Excerpt provided:
┄┄┄┄┄┄┄┄┄┄┄┄┄┄┄┄┄┄┄┄
Time Value
The time value of an option is the amount by which its market price exceeds its intrinsic value. It represents the market’s bet that the underlying asset will move enough to make the option more profitable before expiration date. Time value decays toward zero as expiration approaches, a process captured by the Greek theta. For at-the-money or out-of-the-money options, time value is the entire option price.
Time value defined
An option’s market price has two components: intrinsic value (the immediate exercise profit) and time value (everything else). If a call option struck at $100 is trading at $8 and the stock is at $105, the intrinsic value is $5 and the time value is $3.
Time value represents the market’s collective belief that the option will become more profitable before expiration. That $3 reflects the probability and magnitude of the stock moving above $105 further, or the value of waiting to see where the stock lands.
At expiration date, all time value evaporates. The option becomes worth exactly its intrinsic value (or zero if out-of-the-money). This is why owning an option as expiration approaches is risky: you are watching your time value decay to nothing.
The decay pattern: theta
Time value does not decay uniformly. Early in an option’s life, the decay is slow. With 180 days to expiration, the option loses little time value per day. As expiration nears, decay accelerates. With 5 days left, the option loses significant time value daily. With 1 day left, decay is rapid—the time value can halve in a matter of hours.
This decay is measured by theta, the Greek that quantifies daily time value loss. A long option position has negative theta (you lose money from time decay); a short option position has positive theta (you profit from time decay).
Time value and volatility
Higher volatility means bigger expected price moves, which means a higher probability the option will become (or remain) profitable. This drives higher time value.
When implied volatility spikes—during a market crash or political uncertainty—option time value rises sharply, even if the stock itself has not moved. Conversely, when volatility falls in calm markets, time value declines, all else equal.
This is why at-the-money options (which are pure time value) are the most sensitive to volatility changes. The entire option value derives from uncertainty about future movement.
┄┄┄┄┄┄┄┄┄┄┄┄┄┄┄┄┄┄┄┄
Position identification records
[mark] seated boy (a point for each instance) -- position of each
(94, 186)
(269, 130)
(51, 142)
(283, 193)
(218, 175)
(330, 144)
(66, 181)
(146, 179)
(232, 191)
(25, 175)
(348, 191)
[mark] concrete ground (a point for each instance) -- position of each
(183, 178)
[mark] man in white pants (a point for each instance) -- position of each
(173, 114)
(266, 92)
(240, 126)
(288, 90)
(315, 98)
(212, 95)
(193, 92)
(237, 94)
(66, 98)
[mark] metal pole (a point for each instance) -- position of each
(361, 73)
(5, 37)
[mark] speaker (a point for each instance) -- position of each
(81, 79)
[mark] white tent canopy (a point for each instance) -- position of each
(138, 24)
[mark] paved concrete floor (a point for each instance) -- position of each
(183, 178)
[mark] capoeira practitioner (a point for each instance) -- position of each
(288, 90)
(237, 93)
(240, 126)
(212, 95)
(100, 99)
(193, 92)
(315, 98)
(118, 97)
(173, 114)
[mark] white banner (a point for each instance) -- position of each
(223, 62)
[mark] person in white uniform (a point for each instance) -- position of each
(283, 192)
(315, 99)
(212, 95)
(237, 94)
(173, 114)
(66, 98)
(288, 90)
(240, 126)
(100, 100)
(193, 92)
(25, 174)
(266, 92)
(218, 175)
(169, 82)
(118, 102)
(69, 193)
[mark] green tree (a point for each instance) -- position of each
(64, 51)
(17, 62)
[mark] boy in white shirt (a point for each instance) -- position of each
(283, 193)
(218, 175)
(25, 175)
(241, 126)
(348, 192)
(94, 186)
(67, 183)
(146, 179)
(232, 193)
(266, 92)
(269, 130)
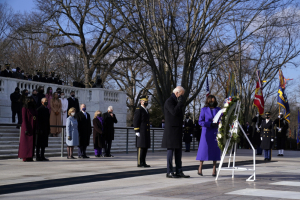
┄┄┄┄┄┄┄┄┄┄┄┄┄┄┄┄┄┄┄┄
Given instruction A: List every distinct dollar amount that appears in the text on option time value.
Given instruction B: Extend the text on option time value, picking up after its final sentence.

Result A: $100, $8, $105, $5, $3

Result B:
For different option positions
For call option buyers: You pay time value upfront. You profit if the stock moves enough in your direction to overcome time decay. The longer to expiration and the higher the volatility, the more time value you pay.
For put option buyers: Same logic; you pay time value betting the stock will fall enough.
For call option sellers: You pocket the time value premium. Your profit is the time value you collected minus any stock move that erodes your position.
For put option sellers: Same logic; you profit from time decay as long as the stock does not fall hard enough to make you lose on intrinsic value.
Early exit to capture time value
Many option traders do not hold to expiration. Instead, they sell early to capture a portion of the time value before it evaporates. If you buy a call option for $3 and it rises to $4.50 after a few weeks due to volatility or stock movement, you can sell for $4.50 and lock in a $1.50 gain, rather than holding and watching time decay erode your position.
This is especially true for at-the-money and out-of-the-money options, whose entire value is time value. Holding them to expiration usually means watching the premium evaporate to zero.
Time value in strategies
Calendar spreads (or “time spreads”) exploit time decay directly. You sell a short-dated option (which decays fast) and buy a longer-dated option (which decays slowly), profiting from the time decay difference.
Covered calls allow you to profit from time decay on the sold call while maintaining stock ownership upside below the strike.
Strangles and straddles on earnings often exploit the time value expansion and contraction around the event.
Time value vs. intrinsic value behavior
Intrinsic value changes only when the stock price moves relative to the strike. Time value changes continuously with volatility, time to expiration, and interest rates.
A call struck at $100 with the stock at $105 has $5 intrinsic value that will not change unless the stock moves. But the time value component changes every second: if volatility rises, time value rises; if volatility falls, time value falls. As the hours tick toward expiration, time value erodes.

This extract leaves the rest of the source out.